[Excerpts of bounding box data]
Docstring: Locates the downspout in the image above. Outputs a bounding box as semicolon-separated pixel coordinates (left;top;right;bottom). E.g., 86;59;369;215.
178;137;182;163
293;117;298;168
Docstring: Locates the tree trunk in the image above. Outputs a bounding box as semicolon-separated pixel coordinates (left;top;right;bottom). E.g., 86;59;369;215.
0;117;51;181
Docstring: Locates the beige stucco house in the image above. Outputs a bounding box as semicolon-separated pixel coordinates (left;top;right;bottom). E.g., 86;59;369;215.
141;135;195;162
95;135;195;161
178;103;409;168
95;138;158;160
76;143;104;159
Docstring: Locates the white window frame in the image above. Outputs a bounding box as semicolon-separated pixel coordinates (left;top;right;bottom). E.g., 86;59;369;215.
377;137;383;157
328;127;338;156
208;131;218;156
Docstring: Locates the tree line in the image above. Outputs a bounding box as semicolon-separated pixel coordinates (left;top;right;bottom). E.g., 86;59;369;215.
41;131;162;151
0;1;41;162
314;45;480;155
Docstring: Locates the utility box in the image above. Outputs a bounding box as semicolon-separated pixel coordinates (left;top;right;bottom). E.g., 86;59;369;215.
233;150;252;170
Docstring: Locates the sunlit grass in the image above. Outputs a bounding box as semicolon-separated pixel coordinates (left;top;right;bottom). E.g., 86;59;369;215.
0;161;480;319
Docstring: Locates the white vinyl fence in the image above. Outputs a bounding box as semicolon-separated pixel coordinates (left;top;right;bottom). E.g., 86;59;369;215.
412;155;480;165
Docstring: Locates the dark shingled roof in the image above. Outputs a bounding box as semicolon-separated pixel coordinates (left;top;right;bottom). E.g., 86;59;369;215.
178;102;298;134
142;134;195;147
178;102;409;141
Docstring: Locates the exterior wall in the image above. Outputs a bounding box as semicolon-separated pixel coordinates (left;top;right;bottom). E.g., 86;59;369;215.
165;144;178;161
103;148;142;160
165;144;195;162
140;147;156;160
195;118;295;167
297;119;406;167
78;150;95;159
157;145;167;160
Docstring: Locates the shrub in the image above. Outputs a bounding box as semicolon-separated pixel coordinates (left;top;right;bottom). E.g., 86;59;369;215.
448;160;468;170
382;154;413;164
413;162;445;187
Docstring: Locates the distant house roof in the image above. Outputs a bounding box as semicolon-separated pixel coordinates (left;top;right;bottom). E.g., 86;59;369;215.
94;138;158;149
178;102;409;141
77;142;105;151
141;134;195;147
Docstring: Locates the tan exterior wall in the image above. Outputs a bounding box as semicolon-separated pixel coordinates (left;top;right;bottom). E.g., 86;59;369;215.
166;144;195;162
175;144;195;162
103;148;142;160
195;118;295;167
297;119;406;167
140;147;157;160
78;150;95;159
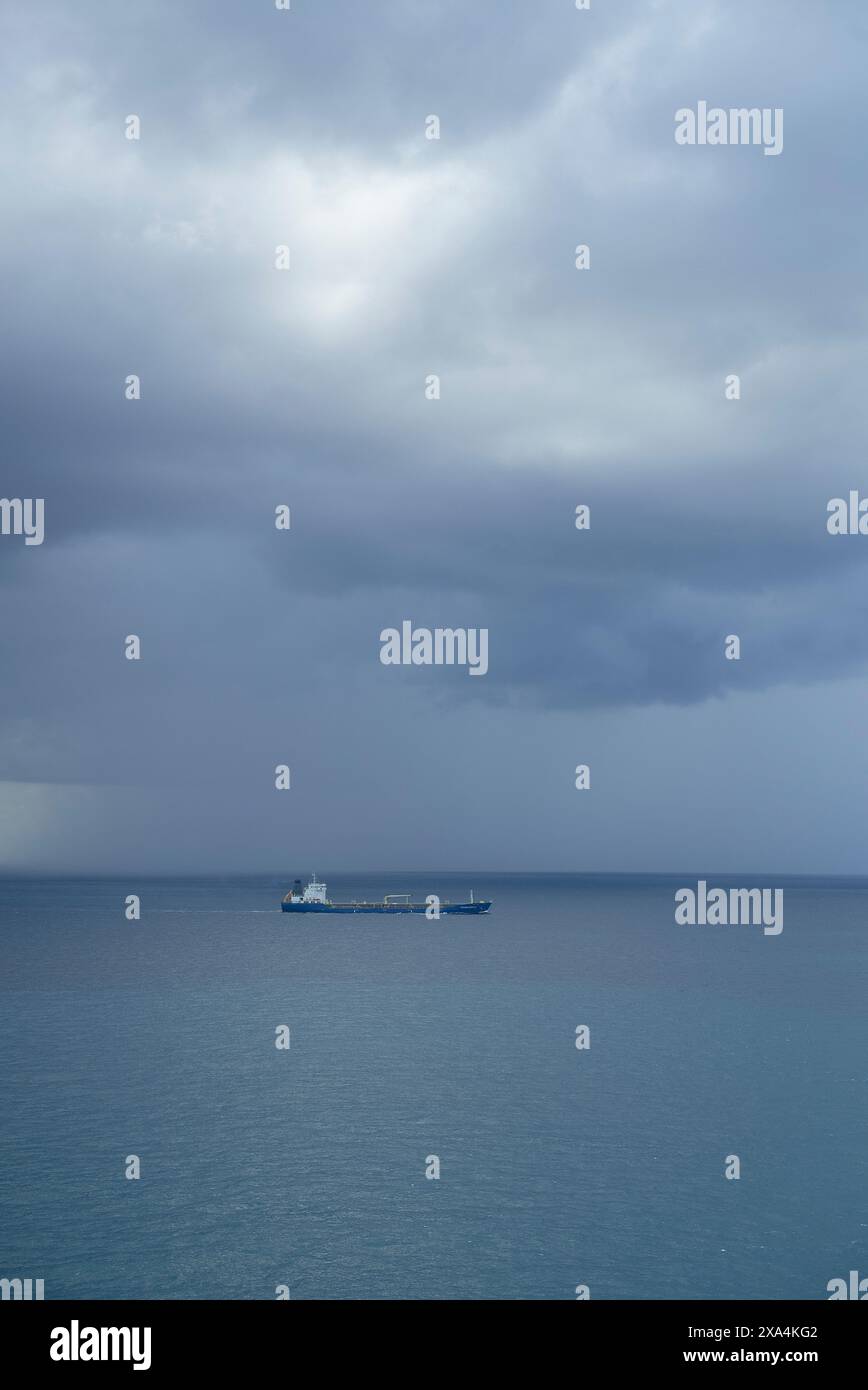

▸ What you are asked to do
Rescale the lines beginning with the line containing "Docstring: Locates the sunlit" and continuing through the line containing "0;161;480;319". Copy each of these lines in full, multiplying only the bounding box coordinates given as answers by 1.75 and rounding them to whole numbers, halves up, while leaving all other text and sample coordinates unchanged.

▸ Result
Docstring: Locates the sunlit grass in the image above. Outputs a bounding box as semicolon-separated pixel coordinates (left;top;right;bottom). E.g., 86;59;369;215.
0;282;840;558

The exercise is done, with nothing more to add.